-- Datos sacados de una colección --
>>>
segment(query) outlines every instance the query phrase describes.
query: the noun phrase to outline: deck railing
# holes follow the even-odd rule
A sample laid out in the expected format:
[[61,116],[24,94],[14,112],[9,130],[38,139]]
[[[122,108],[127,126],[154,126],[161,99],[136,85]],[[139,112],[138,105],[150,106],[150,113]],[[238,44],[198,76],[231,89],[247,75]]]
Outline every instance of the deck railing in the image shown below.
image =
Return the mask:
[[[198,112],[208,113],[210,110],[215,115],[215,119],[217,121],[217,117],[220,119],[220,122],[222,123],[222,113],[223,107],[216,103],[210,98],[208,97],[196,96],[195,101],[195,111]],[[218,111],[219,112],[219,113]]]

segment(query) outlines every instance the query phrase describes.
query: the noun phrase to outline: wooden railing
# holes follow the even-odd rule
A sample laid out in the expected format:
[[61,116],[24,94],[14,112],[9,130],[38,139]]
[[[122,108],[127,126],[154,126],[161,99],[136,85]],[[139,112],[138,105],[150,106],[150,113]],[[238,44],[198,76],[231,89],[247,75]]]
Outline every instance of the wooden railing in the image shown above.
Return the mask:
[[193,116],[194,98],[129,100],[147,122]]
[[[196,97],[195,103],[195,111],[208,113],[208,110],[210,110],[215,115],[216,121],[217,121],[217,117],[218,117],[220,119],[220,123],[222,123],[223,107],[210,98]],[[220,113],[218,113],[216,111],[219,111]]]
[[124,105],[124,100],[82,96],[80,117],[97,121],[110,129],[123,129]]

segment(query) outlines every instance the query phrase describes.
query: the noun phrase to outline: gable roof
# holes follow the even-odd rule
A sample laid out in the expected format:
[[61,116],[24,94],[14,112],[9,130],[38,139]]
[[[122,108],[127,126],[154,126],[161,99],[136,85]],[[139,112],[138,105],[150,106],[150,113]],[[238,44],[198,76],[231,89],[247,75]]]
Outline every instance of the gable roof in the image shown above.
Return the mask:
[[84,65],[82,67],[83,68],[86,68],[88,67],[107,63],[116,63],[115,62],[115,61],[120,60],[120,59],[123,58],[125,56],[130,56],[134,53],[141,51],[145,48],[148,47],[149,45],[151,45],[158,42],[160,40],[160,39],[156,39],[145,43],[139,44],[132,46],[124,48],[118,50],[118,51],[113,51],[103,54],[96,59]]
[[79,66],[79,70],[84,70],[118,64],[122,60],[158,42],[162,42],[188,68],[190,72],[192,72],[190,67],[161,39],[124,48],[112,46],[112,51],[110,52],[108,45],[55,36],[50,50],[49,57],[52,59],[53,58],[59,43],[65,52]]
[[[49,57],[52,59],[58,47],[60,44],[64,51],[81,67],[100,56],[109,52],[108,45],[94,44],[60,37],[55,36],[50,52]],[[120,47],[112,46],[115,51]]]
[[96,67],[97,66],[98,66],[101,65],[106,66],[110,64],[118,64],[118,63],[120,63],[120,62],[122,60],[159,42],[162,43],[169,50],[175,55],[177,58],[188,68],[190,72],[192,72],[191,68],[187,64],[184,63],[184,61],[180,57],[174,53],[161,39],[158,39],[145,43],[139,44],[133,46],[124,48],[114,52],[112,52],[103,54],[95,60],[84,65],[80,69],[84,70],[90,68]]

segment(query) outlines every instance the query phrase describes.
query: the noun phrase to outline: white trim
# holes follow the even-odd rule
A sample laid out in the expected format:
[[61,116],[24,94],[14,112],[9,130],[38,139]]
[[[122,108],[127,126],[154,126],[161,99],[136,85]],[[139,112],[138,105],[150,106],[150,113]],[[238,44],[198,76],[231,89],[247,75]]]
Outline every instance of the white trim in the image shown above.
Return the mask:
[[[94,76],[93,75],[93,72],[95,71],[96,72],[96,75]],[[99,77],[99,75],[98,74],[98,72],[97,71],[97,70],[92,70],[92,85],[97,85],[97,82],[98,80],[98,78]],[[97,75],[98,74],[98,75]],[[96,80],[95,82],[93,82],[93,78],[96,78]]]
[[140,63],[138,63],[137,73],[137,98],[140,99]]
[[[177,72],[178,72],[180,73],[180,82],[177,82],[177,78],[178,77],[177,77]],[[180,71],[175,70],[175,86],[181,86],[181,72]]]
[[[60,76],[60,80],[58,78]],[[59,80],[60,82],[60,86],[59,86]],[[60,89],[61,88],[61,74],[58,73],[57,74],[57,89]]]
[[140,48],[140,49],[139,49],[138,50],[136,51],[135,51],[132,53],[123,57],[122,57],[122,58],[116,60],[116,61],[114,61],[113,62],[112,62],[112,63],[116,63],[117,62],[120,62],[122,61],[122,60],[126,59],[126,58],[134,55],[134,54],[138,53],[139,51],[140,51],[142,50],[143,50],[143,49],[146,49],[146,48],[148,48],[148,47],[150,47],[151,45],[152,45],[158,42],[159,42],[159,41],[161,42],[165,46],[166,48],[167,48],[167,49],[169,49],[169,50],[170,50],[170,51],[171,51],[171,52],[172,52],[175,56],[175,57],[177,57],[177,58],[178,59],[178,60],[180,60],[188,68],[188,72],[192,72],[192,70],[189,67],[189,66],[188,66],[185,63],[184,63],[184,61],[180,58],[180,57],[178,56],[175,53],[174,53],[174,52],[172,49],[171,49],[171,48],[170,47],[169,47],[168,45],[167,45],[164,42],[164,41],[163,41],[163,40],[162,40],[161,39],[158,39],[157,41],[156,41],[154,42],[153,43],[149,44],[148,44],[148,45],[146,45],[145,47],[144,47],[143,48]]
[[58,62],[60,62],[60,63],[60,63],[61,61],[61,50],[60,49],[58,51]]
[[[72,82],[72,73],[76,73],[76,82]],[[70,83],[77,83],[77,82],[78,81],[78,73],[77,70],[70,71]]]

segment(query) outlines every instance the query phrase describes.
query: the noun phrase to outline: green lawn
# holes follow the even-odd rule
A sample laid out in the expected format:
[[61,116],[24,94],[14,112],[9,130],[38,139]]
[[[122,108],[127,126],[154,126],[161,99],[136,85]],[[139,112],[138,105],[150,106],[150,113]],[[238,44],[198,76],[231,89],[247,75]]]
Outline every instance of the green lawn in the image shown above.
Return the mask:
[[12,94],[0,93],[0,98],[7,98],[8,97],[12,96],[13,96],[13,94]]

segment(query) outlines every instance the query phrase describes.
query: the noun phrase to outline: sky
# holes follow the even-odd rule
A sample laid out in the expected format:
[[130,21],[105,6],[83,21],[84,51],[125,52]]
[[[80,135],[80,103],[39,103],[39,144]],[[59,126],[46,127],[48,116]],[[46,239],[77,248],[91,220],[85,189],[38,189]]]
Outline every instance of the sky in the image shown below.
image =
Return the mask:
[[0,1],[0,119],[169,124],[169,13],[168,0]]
<<<
>>>
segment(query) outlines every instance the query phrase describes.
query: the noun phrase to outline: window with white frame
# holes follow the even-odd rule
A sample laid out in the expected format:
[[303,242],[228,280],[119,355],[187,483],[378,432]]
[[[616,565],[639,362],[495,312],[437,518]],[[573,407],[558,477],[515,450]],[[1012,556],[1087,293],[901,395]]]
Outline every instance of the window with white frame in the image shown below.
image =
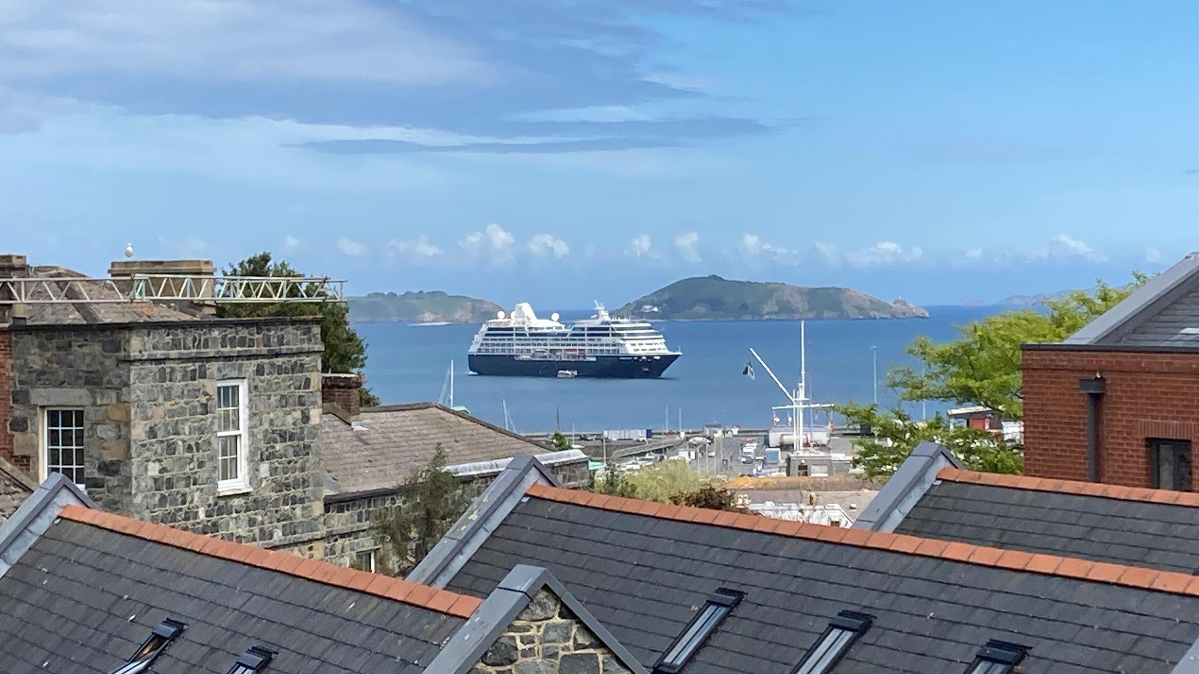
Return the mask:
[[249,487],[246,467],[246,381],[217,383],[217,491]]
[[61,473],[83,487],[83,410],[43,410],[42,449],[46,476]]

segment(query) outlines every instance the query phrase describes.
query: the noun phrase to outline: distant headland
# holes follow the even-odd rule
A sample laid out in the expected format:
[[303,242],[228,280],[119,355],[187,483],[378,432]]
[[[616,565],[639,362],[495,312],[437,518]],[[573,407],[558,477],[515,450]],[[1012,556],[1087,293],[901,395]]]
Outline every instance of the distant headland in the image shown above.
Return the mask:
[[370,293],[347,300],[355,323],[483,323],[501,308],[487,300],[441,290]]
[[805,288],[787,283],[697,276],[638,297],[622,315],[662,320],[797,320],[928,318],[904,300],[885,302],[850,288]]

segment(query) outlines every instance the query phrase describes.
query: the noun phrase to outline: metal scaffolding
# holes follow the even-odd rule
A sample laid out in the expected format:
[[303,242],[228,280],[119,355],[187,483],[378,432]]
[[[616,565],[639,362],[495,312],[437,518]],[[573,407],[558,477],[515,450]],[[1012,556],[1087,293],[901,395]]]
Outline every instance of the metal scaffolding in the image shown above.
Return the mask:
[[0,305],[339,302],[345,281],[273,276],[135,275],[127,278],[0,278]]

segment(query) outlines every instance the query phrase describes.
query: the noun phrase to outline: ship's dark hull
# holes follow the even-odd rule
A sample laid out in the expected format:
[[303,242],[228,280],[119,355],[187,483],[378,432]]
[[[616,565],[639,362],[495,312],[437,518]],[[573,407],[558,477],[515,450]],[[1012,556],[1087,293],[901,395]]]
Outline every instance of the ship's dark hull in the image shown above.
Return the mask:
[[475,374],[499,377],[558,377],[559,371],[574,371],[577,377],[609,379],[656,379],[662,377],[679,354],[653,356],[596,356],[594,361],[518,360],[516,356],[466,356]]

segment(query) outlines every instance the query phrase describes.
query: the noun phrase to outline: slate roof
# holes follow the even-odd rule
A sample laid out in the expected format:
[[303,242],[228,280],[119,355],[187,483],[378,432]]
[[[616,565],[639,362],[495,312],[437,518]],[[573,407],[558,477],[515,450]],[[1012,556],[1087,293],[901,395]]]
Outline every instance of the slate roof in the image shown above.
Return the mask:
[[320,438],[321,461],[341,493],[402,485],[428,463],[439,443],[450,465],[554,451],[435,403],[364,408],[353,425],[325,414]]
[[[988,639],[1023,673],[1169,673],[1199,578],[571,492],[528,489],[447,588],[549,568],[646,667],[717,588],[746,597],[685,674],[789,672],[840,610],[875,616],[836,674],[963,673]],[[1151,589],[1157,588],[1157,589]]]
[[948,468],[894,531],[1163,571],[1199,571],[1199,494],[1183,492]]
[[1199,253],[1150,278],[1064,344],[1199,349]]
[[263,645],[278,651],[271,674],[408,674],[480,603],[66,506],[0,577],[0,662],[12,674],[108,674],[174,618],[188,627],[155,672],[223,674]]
<<<
>>>
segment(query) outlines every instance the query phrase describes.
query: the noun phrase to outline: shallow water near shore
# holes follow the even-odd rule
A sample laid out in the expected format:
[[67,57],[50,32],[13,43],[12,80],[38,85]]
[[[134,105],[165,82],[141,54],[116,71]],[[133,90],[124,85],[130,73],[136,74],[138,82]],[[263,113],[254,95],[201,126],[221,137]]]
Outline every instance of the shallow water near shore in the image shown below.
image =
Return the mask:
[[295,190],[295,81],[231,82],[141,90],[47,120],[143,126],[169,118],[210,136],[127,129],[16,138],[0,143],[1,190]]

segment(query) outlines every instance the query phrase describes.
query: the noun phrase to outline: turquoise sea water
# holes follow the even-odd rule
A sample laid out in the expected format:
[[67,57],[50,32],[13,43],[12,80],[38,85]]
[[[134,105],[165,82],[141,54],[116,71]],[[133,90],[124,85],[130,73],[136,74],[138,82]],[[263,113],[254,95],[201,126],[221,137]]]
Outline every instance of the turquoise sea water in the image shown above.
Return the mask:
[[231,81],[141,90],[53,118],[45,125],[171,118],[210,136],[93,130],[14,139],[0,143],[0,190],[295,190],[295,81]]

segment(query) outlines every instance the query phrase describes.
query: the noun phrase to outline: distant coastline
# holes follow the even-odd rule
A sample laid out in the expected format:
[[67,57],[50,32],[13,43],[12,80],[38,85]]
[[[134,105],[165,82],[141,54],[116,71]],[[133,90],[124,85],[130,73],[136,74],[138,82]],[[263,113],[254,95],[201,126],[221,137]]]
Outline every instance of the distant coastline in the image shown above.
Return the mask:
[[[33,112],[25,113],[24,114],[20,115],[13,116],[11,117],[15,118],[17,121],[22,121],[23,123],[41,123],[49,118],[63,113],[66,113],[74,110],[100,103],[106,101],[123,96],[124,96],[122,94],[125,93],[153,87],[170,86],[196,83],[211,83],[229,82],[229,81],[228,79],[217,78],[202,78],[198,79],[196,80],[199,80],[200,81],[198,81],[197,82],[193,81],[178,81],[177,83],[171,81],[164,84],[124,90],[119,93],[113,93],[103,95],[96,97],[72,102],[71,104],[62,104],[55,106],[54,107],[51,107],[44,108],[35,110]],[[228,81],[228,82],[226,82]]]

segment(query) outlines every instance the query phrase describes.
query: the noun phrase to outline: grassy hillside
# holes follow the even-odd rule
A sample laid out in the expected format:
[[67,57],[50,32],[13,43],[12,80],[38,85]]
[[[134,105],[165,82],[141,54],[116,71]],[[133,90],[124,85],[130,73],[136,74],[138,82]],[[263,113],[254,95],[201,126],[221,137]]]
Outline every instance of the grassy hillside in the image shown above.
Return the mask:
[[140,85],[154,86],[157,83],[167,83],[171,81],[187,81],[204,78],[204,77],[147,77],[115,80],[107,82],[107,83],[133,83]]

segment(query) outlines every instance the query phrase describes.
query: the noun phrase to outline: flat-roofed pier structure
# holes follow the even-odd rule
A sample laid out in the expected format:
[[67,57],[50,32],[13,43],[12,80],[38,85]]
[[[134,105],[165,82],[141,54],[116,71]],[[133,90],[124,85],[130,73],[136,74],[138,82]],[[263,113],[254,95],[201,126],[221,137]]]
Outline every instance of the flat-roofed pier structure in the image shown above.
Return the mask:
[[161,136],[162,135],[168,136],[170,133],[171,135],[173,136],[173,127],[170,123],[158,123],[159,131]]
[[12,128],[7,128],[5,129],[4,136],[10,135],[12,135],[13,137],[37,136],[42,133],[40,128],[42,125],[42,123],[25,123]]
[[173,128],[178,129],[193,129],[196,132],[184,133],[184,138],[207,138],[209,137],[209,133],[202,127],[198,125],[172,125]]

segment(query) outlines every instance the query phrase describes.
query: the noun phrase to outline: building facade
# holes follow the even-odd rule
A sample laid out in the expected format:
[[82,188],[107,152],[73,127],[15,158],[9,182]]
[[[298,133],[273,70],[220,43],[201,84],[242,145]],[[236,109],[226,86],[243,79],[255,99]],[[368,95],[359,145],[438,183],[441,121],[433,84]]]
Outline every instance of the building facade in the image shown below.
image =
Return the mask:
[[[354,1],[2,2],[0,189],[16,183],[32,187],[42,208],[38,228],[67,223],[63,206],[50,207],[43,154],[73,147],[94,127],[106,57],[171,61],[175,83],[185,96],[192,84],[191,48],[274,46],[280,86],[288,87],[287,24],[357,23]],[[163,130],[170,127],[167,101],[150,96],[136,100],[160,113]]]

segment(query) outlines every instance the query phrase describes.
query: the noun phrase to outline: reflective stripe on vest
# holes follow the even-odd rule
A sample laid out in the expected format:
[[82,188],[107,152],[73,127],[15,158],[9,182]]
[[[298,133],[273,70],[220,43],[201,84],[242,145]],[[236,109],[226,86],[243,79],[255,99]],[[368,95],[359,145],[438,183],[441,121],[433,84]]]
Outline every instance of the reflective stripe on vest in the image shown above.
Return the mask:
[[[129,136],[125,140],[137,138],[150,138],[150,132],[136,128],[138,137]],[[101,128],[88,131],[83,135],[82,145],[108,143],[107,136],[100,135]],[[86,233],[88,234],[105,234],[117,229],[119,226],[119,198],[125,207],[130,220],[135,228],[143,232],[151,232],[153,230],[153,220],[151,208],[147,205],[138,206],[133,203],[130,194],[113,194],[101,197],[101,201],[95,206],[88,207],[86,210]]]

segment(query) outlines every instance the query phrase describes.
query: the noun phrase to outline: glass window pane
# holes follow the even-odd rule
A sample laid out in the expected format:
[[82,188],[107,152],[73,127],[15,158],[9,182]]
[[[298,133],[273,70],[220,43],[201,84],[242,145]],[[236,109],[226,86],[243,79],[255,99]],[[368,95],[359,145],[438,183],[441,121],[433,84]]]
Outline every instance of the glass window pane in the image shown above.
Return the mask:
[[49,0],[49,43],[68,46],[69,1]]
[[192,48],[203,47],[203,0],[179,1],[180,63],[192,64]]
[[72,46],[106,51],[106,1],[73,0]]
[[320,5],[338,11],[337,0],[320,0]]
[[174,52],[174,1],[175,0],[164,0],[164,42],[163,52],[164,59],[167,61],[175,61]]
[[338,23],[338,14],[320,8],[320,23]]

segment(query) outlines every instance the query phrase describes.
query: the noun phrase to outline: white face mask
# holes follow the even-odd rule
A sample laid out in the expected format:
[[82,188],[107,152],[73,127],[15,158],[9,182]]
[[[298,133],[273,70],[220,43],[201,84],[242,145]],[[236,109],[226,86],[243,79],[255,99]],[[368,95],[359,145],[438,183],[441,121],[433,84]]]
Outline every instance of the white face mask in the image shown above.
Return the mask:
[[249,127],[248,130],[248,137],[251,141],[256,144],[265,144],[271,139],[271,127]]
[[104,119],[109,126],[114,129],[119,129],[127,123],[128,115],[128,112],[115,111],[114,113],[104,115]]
<<<
-- Consigna --
Identifica en los ítems de arriba cada línea donde aparece la palabra "railing" y cópiala tal cual.

-- Respuesta --
query: the noun phrase to outline: deck railing
Outline every instance of the deck railing in the image shown below.
query: the noun phrase to outline: wooden railing
Outline every instance of the wooden railing in the image shown above.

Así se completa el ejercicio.